Point-per-instance localization data
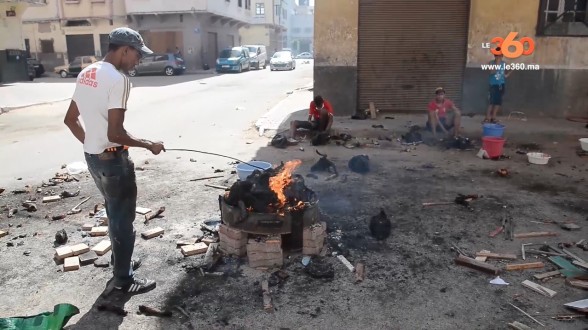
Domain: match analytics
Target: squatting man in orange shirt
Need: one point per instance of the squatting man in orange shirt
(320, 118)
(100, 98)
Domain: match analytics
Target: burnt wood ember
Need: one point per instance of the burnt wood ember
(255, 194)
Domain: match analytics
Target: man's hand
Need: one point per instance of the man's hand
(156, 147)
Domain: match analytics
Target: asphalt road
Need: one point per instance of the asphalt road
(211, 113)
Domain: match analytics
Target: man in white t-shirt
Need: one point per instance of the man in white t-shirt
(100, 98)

...

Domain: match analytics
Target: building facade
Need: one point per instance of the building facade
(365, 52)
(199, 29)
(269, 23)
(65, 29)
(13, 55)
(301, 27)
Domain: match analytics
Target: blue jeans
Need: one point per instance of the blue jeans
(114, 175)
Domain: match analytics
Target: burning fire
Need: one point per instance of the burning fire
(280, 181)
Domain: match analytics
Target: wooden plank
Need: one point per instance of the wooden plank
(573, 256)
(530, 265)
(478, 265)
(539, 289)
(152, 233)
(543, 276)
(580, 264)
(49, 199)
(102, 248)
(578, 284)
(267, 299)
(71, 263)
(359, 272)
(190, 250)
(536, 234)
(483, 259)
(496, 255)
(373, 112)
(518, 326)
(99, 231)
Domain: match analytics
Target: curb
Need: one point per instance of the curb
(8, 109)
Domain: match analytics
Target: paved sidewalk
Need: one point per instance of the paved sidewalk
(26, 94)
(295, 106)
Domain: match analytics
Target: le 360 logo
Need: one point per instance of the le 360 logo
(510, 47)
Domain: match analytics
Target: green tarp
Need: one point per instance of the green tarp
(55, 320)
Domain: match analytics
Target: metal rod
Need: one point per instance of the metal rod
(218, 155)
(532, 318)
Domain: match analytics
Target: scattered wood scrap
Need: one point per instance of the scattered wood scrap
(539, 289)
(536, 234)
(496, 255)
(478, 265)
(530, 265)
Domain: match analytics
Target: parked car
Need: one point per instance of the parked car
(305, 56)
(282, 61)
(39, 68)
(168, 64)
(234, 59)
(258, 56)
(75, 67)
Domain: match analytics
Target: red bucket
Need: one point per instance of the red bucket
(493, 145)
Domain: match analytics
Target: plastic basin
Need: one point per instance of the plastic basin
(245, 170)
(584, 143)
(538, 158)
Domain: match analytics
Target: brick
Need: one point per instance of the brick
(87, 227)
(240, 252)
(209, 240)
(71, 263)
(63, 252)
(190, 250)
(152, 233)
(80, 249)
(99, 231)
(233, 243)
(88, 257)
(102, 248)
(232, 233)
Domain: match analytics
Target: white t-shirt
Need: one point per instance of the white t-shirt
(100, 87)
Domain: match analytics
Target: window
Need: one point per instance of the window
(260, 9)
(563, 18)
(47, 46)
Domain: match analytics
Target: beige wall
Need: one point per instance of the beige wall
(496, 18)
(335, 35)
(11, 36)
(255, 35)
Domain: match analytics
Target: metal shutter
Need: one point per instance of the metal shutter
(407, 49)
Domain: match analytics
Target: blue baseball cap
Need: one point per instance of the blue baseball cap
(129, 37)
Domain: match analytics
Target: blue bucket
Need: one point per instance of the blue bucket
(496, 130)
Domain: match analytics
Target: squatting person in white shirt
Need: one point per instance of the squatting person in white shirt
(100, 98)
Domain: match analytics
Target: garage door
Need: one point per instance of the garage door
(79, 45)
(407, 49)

--

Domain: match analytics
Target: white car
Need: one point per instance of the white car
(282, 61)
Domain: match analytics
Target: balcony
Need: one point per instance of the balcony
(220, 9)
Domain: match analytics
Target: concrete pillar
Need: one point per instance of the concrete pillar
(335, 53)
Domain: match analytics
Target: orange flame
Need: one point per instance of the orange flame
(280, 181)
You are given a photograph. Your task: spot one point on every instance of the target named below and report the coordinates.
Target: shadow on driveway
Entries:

WHAT TO DO - Retype the entries above exactly, but only from the line containing "Need: one point per instance of the burning" through the line containing "Target: green tarp", both included.

OUTPUT OF THE TASK -
Need: one point per instance of the burning fire
(280, 181)
Domain: match analytics
Target: wooden plank
Need: one point per instance of the wooden plank
(573, 256)
(530, 265)
(478, 265)
(539, 289)
(152, 233)
(543, 276)
(580, 264)
(49, 199)
(102, 248)
(578, 284)
(267, 299)
(71, 263)
(359, 272)
(190, 250)
(536, 234)
(483, 259)
(496, 255)
(373, 112)
(518, 326)
(99, 231)
Domain: match analytics
Target: curb
Need: one point per instance of the curb
(8, 109)
Domain: match analytics
Target: paved sidewalk
Need: one point per instance of the paved sidewalk
(26, 94)
(295, 106)
Domain: match analytics
Target: le 360 logo
Need: one point per instance of the le 360 logo
(510, 47)
Domain: match analytics
Target: green tarp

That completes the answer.